- [SOURCE PASSAGE]:
####

ORC Waste Heat to Power Market Size - By Power Output, Growth Forecast, 2026 - 2035

ORC Waste Heat to Power Market Size

According to a recent study by Global Market Insights Inc., the ORC waste heat to power market was estimated at USD 4.6 billion in 2025. The market is expected to grow from USD 5.2 billion in 2026 to USD 12.9 billion by 2035, at a CAGR of 10.6%.

• Industrial decarbonization and stringent environmental regulations stand as foundational growth drivers for the ORC (Organic Rankine Cycle) waste heat to power market. Industries such as cement, steel, petrochemicals, and chemicals generate vast quantities of low-grade heat—typically between 80°C and 350°C—that would otherwise go unused. ORC technology enables the conversion of this waste heat into electricity, reducing greenhouse gas emissions and improving overall plant efficiency.
   
• For instance, Europe’s Clean Industrial Deal and the U.S. Inflation Reduction Act include provisions incentivizing waste heat recovery solutions, prompting industrial operators to implement ORC systems to comply and reduce carbon footprints. In many regions, adoption is fueled by binding emission-reduction targets and energy-efficiency mandates.

####

- [DATASET EXTRACT]:
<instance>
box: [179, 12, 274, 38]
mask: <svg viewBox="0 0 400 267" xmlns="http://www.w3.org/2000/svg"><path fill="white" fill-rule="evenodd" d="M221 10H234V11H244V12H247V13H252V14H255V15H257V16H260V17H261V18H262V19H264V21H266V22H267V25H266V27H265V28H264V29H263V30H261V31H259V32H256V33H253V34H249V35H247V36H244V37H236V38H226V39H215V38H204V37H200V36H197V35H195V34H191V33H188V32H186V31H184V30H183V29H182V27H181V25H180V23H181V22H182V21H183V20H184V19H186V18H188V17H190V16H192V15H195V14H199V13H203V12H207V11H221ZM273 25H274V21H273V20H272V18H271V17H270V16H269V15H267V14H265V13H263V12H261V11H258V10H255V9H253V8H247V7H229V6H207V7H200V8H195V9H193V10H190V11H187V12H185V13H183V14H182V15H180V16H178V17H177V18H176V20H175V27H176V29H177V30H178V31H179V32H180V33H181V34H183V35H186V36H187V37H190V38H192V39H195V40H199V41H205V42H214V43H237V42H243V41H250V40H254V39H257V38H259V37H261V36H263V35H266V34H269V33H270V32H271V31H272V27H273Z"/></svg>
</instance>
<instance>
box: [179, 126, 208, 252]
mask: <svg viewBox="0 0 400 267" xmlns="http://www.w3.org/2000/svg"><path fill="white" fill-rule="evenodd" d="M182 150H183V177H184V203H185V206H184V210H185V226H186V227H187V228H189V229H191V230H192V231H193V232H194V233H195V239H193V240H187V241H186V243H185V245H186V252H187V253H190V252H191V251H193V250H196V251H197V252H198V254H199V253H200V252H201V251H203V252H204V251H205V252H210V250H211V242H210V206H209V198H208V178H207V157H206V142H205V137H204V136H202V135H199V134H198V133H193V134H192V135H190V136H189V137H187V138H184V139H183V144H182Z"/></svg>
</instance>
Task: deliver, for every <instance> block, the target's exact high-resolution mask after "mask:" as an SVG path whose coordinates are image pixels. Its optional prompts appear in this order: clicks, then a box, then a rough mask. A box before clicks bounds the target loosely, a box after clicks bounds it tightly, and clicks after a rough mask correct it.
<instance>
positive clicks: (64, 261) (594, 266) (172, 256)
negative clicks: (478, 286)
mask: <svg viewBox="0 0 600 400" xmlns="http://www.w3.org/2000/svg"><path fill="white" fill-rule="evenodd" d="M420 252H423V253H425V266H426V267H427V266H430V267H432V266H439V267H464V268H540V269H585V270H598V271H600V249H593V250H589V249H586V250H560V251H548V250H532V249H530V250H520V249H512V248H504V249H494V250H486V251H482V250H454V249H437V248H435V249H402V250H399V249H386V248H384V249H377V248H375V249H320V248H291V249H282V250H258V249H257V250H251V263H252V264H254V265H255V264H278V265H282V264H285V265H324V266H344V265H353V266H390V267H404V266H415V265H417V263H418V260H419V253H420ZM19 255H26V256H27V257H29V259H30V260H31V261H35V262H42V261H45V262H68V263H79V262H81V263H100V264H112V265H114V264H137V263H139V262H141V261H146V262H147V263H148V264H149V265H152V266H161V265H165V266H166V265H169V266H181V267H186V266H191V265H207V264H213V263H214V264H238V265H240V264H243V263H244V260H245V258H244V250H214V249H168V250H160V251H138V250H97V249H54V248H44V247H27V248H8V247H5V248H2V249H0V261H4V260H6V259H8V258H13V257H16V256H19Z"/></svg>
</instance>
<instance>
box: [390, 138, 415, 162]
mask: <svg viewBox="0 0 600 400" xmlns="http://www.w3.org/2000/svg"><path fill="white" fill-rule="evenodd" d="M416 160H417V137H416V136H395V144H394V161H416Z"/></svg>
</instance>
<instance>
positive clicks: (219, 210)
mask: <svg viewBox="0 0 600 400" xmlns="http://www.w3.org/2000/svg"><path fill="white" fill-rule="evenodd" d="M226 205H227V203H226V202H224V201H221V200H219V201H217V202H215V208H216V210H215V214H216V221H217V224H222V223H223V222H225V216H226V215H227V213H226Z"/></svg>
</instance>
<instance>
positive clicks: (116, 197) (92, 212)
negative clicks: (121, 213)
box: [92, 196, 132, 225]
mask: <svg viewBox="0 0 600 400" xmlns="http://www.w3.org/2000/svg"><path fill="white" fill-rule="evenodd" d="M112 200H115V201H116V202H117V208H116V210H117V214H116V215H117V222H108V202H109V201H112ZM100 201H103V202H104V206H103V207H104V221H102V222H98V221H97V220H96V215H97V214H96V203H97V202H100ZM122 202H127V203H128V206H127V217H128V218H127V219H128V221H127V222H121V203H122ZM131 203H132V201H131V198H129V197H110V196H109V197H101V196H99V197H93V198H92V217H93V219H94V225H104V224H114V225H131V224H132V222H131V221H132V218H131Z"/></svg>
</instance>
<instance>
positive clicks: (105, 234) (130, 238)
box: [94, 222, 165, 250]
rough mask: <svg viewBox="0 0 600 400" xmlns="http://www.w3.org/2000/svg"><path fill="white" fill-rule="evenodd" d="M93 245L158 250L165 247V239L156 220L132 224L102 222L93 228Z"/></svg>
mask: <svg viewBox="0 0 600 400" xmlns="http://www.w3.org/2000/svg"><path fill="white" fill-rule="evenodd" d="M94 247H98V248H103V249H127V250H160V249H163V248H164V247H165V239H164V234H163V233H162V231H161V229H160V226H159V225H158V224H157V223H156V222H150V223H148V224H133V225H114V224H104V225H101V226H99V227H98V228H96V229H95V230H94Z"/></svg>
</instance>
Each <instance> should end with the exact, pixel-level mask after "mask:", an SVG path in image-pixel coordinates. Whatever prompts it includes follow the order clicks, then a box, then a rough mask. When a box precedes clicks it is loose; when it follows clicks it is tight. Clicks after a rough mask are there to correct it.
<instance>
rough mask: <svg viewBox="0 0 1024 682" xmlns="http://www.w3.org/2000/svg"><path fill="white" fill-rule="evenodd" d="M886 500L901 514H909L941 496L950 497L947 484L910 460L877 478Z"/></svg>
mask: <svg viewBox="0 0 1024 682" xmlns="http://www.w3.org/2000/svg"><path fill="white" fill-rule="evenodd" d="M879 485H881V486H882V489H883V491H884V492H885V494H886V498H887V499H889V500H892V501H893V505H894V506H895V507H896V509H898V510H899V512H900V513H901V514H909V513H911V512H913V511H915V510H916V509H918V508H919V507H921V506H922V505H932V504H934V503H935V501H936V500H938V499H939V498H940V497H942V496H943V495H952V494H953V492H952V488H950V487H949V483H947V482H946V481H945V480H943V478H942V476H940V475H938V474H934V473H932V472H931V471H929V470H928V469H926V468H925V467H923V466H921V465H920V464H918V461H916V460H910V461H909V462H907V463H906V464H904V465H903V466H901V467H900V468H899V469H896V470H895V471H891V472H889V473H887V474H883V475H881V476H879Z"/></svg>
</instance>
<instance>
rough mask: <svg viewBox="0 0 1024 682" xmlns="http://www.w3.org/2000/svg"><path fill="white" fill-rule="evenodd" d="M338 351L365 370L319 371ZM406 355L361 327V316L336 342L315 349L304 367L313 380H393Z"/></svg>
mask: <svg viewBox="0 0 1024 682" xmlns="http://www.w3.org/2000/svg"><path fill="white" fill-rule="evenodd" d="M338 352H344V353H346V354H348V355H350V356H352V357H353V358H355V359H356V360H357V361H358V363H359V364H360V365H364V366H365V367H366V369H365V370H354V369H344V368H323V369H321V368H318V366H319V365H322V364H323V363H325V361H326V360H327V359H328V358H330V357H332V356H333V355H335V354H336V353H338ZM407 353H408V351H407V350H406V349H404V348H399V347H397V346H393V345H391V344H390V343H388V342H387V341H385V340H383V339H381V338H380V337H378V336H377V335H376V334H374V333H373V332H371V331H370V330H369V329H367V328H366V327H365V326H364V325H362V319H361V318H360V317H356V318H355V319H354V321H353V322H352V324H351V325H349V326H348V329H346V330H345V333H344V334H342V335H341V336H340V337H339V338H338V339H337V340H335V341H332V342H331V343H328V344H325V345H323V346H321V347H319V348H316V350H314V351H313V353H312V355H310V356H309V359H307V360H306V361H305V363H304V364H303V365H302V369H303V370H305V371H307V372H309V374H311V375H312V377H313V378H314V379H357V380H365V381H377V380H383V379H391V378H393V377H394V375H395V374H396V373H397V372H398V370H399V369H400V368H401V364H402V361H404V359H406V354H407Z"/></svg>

####

- [PROBLEMS AND TASKS]:
(1) Summarize the passage on the ORC waste heat to power market in exactly two sentences.
(2) How many lines of the rows contain the word "positive"? Give only the number.

- [ANSWERS FOR THE EXERCISE]:
(1) According to Global Market Insights Inc., the ORC waste heat to power market was estimated at USD 4.6 billion in 2025 and is expected to grow from USD 5.2 billion in 2026 to USD 12.9 billion by 2035, at a CAGR of 10.6%. Industrial decarbonization and stringent environmental regulations drive this growth, since ORC technology turns unused low-grade heat from industries such as cement, steel, petrochemicals, and chemicals into electricity, and measures such as Europe's Clean Industrial Deal and the U.S. Inflation Reduction Act incentivize waste heat recovery.

(2) 4